#### Complete the following:
a – Please echo part of the cylinder contents text below, beginning at the words "Bull-nose connections." and stopping after the words "the cylinder content.".
b – Answer these questions from the cylinder contents text below:
(i) What is the empty weight of an E-size oxygen cylinder?
(ii) What filling ratio is given for N2O / CO2 in tropical climates?
(iii) In 'LF' cylinders, what runs to the bottom of the cylinder?

#### Document text:
□ □ □ □

Bull-nose connections.
Cylinder contents
A cylinder may contain a compressed gas or a vapour in equilibrium with liquid. Although the 'packaging' appears identical (a cylinder), they can have very different properties.
Property
Compressed gas
Liquid/vapour
Pressure
Varies in proportion with the cyclinder content If PV = nRT, then at a contant temperature and fixed cyclinder volume, P ∝ n, so we can determine the cyclinder content by measuring pressure.
Pressure remains constant until the liquid has evaporated. The liquid exists in equilibrium with a saturated vapour. As we draw off vapour, more liquid evaporates to replace it. As a result, pressure remains constant until all of the liquid has evaporated. N.B. A fall in pressure may be seen with rapid rates of gas consumption; this will happen as the cylinder cools and the SVP drops. This still provides no information about the cylinder content.
Weight
Is not a practical method to determine content An E-size oxygen cylinder weighs 5.4kg empty (the 'tare' weight). Full it contains 680l of oxygen with a mass of 0.680*1.429 (vol in m3*density) = 0.97kg. So, from full to empty, its mass changes by only 15%.
Weight can be used to determine content An E-size nitrous cyclinder contains 1800l of N2O with a mass of 1.8*1.9775 = 3.56kg. So, from full to empty, its mass changes by 60%. Weighing liquid-filled cylinders is a practical method of determining their content, though not used in clincal practice.
Position
Unimportant
Cylinder MUST be used upright Some CO2 cylinders are designed to provide liquid CO2. In these 'LF' cyclinders, a 'dip tube' runs to the bottom of the cylinder allowing liquid to be drawn off preferentially. In all other cases, it is the vapour which we want; using the cylinder in anything other than a vertical position can result in liquid entering the equipment to which it is connected. As it evaporates, the delivery of a large volume of gas would result in the delivery of unexpected (potentially hypoxic) gas mixtures.
Filling ratio
N/A
N2O / CO2 0.75 (temperate) / 0.67 (tropical climates) As it warms, a liquid will
expand. Were a cylinder completely filled with liquid, then any
subsequent temperature rise would result in a pressure rise likely
to result in rupture. In order to avoid this, liquid cylinders are
incompletely filled. Unfortunately, the definition used is
confusing (mass of substance contained / mass of water which the
cyclinder could contain, both at 15°C) and requires the densities of the liquids to be considered when trying to understand what this means for the liquid content of the cylinder. A nitrous oxide cyclinder in a temperate climate will be filled to around 95% of its liquid capacity (based on PubChem data).

□ □ □ □

#### Data extract:

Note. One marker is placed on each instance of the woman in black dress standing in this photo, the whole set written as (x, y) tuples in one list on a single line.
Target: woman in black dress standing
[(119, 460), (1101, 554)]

□ □ □ □

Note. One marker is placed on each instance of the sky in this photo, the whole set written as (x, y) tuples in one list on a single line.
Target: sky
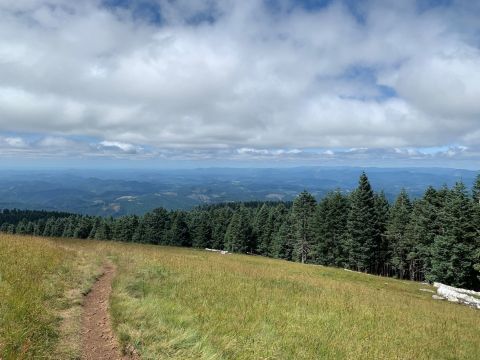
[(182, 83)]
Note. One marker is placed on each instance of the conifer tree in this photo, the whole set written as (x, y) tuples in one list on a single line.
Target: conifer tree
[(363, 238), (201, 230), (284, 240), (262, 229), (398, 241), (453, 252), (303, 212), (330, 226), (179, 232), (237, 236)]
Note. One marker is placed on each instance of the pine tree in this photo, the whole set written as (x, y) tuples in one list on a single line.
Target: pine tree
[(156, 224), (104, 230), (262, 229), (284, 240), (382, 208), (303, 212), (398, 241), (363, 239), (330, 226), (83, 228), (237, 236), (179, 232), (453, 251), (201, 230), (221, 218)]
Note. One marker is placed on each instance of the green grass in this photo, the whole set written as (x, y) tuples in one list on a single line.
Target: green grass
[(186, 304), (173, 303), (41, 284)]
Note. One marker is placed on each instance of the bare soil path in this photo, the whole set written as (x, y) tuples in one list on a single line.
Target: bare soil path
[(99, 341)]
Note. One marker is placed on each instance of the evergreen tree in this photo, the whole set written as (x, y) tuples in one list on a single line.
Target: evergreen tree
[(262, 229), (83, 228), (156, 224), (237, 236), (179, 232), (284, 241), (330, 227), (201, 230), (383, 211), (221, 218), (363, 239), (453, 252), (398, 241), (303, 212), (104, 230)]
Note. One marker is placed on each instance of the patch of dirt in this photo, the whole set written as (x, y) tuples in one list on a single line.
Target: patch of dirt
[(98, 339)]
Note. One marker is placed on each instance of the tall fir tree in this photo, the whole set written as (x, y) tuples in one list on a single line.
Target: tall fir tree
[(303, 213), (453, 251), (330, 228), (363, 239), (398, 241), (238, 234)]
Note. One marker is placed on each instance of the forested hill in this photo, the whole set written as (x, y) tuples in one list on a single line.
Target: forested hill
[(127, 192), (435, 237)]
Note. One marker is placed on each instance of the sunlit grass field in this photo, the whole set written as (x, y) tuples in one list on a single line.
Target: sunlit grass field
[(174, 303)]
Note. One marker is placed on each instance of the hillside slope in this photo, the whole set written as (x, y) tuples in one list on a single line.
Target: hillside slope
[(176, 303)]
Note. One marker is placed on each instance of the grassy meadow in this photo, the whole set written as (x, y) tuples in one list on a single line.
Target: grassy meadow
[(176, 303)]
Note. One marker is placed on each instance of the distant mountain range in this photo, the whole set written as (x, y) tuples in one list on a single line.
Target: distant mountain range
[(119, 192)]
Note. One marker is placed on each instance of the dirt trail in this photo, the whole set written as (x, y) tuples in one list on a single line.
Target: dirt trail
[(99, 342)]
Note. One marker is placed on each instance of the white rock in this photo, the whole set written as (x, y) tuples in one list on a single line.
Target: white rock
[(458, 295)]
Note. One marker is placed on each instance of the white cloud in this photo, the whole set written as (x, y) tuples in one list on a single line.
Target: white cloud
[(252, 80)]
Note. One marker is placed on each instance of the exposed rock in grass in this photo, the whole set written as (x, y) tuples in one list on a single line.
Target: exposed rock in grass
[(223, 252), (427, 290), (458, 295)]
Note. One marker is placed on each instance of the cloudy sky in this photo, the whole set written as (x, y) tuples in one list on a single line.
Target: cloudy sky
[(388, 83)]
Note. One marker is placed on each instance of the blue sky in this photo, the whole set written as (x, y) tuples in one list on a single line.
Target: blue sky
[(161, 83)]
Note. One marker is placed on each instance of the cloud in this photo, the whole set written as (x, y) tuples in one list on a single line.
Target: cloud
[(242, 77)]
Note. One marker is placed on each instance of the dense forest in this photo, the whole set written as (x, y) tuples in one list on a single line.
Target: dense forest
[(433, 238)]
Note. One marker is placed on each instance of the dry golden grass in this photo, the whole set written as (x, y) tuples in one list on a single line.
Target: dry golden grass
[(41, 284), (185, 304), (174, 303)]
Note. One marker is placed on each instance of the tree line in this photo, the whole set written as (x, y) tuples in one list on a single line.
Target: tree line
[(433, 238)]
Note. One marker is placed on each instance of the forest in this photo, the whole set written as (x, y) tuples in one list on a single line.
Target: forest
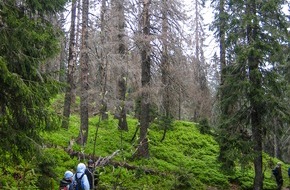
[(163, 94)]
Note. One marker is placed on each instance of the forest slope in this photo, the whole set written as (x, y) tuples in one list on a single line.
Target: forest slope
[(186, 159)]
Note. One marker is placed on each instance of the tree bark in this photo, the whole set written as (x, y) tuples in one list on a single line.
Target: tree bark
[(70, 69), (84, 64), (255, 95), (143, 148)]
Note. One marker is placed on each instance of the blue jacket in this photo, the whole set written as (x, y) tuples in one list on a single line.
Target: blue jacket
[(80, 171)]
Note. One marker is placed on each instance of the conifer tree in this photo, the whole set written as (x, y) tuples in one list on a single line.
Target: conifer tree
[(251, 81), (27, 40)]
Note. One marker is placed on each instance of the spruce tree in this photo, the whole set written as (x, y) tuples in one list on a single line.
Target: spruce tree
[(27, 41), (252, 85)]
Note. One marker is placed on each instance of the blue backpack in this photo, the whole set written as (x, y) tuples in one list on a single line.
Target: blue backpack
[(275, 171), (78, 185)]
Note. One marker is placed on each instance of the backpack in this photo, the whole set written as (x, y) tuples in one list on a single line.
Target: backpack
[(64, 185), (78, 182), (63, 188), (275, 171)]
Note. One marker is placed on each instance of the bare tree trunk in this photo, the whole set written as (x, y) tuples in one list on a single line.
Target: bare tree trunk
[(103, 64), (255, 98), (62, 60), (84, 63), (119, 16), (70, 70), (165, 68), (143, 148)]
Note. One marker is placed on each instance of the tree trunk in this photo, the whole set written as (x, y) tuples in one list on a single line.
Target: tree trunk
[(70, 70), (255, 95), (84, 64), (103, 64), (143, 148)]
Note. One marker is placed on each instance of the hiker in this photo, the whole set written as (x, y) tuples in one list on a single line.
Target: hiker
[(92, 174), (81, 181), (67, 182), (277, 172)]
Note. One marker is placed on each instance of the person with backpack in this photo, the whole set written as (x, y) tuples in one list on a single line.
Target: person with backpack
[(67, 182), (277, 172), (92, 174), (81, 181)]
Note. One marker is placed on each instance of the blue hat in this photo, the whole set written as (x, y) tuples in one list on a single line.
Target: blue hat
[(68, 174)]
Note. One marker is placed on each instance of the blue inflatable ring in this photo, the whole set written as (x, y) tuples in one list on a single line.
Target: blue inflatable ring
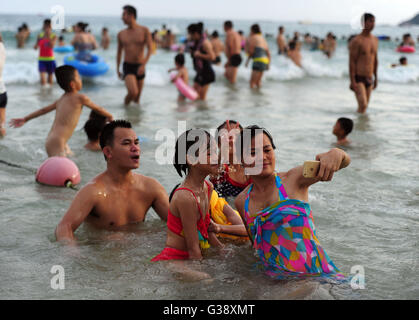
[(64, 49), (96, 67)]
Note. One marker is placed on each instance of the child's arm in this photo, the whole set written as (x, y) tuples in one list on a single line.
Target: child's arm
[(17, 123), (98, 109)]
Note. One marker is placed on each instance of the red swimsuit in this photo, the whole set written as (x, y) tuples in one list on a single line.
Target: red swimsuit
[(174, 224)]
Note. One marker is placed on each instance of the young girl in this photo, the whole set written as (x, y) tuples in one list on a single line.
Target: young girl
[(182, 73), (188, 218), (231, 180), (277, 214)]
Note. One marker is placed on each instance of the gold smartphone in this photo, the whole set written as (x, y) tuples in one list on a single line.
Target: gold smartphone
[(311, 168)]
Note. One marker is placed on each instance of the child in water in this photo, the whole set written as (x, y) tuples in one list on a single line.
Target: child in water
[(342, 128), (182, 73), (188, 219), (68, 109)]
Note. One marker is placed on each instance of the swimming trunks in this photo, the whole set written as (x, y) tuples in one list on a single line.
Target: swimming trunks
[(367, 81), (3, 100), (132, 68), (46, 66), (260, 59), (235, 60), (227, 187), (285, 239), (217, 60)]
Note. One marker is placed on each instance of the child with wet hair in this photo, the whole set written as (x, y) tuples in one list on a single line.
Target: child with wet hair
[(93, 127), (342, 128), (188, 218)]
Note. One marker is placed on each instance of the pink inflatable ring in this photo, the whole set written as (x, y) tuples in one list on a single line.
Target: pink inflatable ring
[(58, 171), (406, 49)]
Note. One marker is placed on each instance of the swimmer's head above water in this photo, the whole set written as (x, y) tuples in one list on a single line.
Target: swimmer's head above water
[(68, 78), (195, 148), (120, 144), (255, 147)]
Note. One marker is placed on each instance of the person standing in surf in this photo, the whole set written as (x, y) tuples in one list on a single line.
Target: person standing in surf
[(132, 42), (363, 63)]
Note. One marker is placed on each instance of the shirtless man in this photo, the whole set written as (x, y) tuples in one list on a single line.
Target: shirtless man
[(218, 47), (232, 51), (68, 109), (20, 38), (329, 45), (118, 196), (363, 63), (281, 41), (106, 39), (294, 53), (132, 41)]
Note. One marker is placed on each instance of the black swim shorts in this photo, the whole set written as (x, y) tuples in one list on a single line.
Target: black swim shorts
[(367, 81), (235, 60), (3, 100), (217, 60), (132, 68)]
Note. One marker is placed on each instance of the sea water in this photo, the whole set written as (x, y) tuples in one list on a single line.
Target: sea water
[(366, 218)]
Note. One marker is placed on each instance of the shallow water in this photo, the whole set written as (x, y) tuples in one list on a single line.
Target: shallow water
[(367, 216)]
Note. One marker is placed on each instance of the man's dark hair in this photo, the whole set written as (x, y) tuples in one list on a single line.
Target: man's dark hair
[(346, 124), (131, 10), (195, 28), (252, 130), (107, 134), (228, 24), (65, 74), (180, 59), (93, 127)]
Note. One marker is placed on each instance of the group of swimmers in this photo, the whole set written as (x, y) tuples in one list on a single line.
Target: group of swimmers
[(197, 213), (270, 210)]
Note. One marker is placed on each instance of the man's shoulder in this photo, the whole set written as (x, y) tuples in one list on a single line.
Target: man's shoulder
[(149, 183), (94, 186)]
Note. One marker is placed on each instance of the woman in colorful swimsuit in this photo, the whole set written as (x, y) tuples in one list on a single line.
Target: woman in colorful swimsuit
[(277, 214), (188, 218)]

□ □ □ □

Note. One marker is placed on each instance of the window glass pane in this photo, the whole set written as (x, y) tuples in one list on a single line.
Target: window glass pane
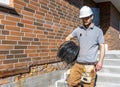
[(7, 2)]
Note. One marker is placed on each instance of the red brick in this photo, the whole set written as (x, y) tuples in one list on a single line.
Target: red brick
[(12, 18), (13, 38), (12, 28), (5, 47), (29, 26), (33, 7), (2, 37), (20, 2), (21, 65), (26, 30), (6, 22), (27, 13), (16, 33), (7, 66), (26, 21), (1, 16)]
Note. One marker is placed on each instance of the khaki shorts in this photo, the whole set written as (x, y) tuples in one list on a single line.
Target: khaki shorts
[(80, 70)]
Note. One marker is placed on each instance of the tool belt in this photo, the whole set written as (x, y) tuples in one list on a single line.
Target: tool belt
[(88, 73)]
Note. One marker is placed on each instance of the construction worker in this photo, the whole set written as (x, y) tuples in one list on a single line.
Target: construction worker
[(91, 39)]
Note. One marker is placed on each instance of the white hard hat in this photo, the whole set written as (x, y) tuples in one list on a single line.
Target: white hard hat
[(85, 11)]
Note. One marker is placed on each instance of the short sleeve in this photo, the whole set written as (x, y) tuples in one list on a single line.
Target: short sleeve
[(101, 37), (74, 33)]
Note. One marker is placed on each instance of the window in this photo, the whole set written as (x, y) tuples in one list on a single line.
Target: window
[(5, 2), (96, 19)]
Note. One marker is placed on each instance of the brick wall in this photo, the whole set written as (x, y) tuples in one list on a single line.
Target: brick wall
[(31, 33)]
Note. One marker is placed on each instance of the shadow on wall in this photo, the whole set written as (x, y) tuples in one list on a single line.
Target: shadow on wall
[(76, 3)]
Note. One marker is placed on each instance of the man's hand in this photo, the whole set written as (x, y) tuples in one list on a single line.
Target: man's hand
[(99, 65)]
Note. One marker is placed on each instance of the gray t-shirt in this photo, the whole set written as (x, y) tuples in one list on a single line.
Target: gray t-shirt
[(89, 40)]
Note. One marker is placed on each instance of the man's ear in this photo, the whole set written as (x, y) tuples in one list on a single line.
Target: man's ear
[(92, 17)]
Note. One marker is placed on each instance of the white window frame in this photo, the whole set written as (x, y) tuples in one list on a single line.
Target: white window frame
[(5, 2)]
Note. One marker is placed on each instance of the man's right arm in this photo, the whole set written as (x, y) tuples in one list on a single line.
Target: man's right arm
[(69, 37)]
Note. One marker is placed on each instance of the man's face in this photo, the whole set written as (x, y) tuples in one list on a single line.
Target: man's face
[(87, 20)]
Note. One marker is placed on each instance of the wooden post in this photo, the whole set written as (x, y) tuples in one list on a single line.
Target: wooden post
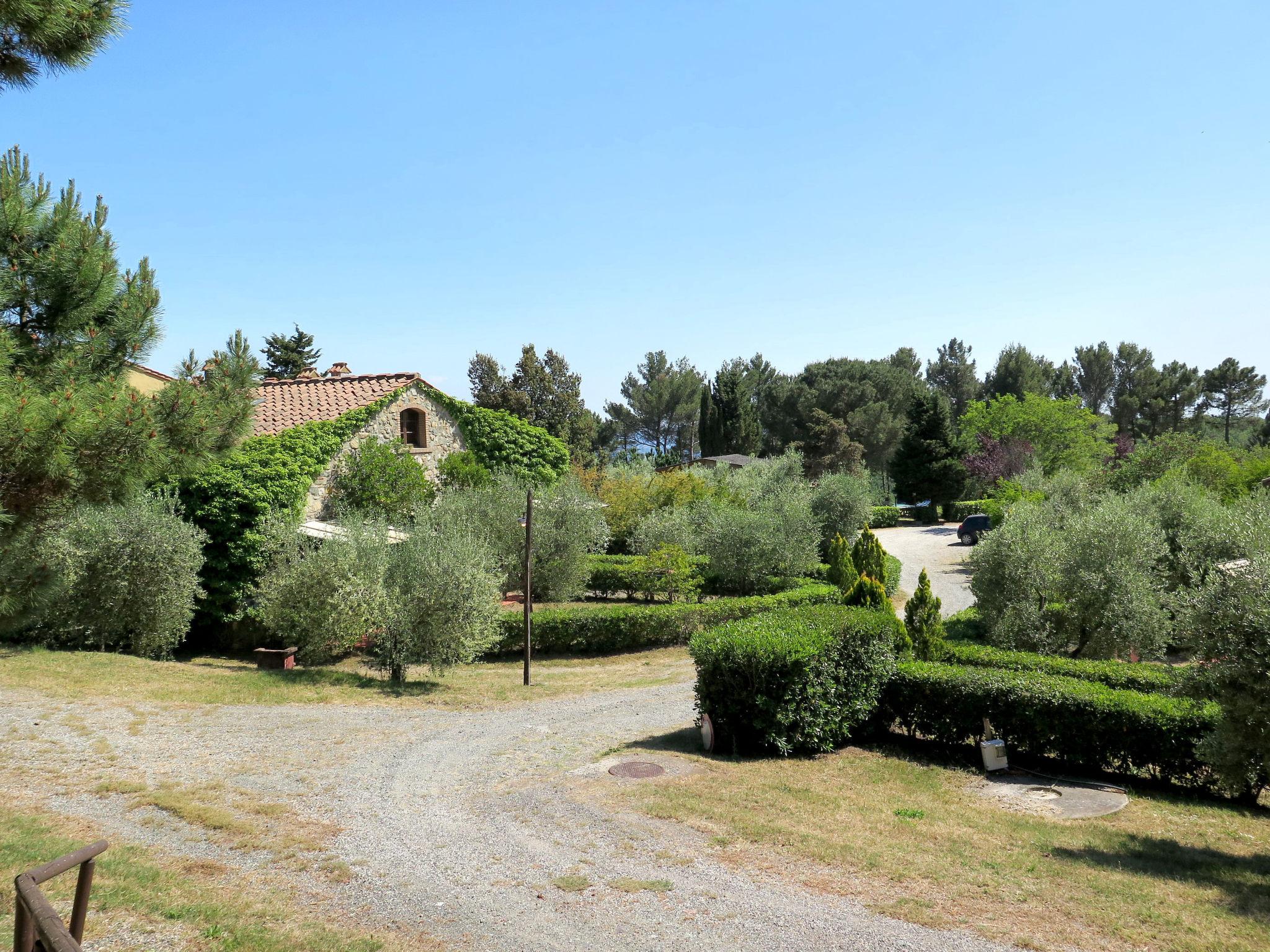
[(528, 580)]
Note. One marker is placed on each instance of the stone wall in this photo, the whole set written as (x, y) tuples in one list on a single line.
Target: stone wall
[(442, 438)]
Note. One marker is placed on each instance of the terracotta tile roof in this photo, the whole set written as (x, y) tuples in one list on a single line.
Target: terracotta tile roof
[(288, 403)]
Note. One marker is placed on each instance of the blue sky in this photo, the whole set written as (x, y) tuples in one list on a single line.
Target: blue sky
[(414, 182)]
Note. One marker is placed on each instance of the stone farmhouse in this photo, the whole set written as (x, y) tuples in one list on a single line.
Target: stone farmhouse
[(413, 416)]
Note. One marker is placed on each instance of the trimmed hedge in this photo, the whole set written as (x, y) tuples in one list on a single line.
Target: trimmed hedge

□ □ □ □

#### Outputs by task:
a –
Bull-nose connections.
Cylinder contents
A cylinder may contain a compressed gas or a vapour in equilibrium with liquid. Although the 'packaging' appears identical (a cylinder), they can have very different properties.
Property
Compressed gas
Liquid/vapour
Pressure
Varies in proportion with the cyclinder content If PV = nRT, then at a contant temperature and fixed cyclinder volume, P ∝ n, so we can determine the cyclinder content by measuring pressure.
Pressure remains constant until the liquid has evaporated. The liquid exists in equilibrium with a saturated vapour. As we draw off vapour, more liquid evaporates to replace it. As a result, pressure remains constant until all of the liquid has evaporated. N.B. A fall in pressure may be seen with rapid rates of gas consumption; this will happen as the cylinder cools and the SVP drops. This still provides no information about the cylinder content.

b –
(i) 5.4kg
(ii) 0.67
(iii) A 'dip tube'